• AIM OF THE TASK
Reproduce the material below word for word, starting at the line that contains "Would you kindly point at the dew" and stopping after the line that contains "<point>212,743</point>". Leave the pictures out of your answer.

Items stored from a collection:
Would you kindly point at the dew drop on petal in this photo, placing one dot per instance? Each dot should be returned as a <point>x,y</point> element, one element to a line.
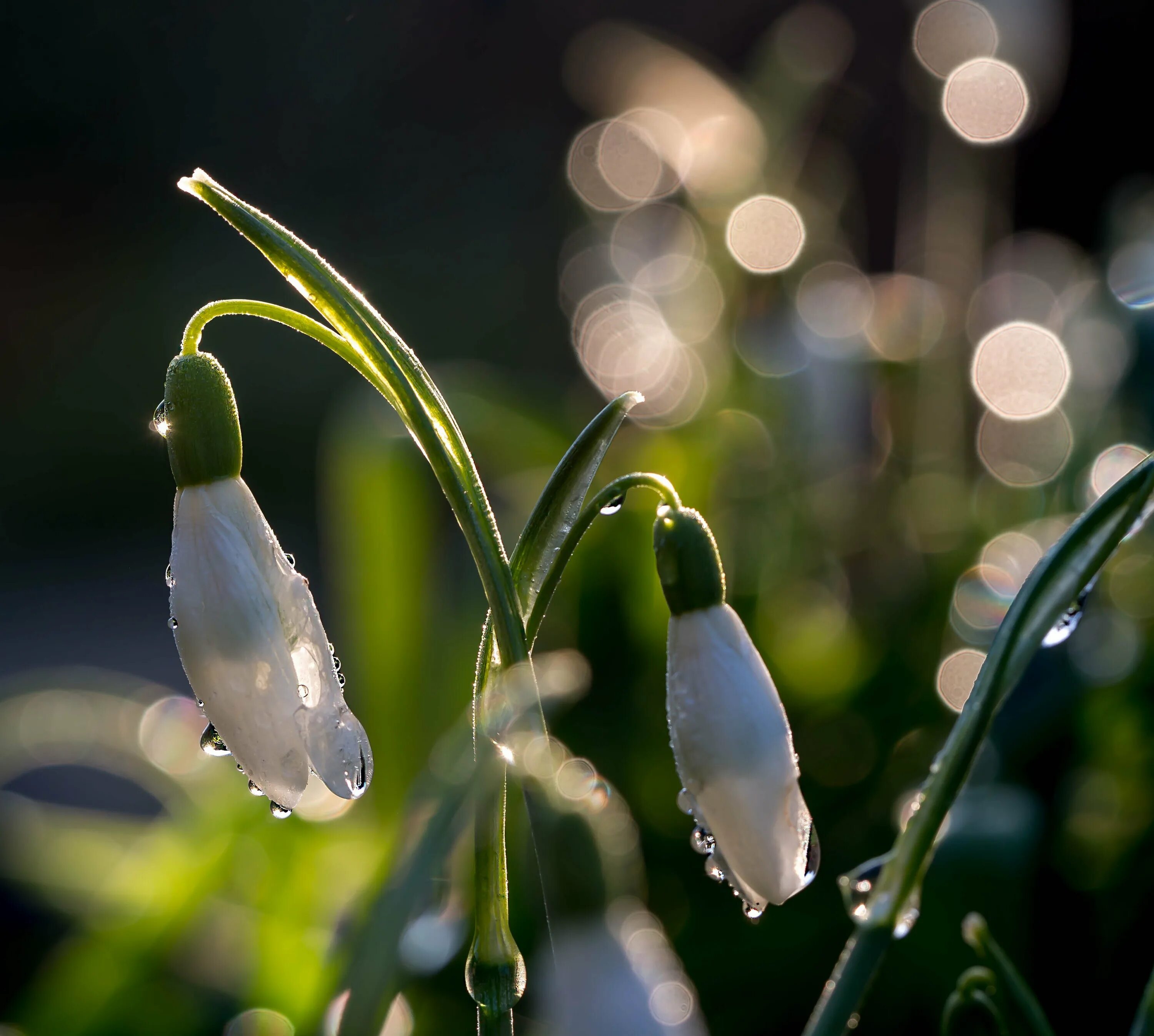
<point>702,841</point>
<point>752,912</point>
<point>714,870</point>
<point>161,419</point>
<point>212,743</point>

---

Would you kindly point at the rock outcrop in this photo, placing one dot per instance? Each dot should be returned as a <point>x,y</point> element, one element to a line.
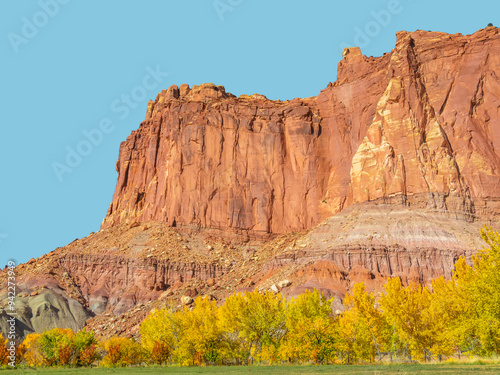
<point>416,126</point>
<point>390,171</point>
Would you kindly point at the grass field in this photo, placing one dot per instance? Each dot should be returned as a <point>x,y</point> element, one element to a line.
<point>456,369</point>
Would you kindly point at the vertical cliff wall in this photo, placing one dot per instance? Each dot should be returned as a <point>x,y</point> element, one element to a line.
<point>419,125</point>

• RESPONSE
Would you kindly point at the dew drop on petal in this photo, placing one dot per instance? Each dot should be returned as a <point>x,y</point> element, one element to a line.
<point>702,841</point>
<point>752,912</point>
<point>714,870</point>
<point>161,419</point>
<point>212,743</point>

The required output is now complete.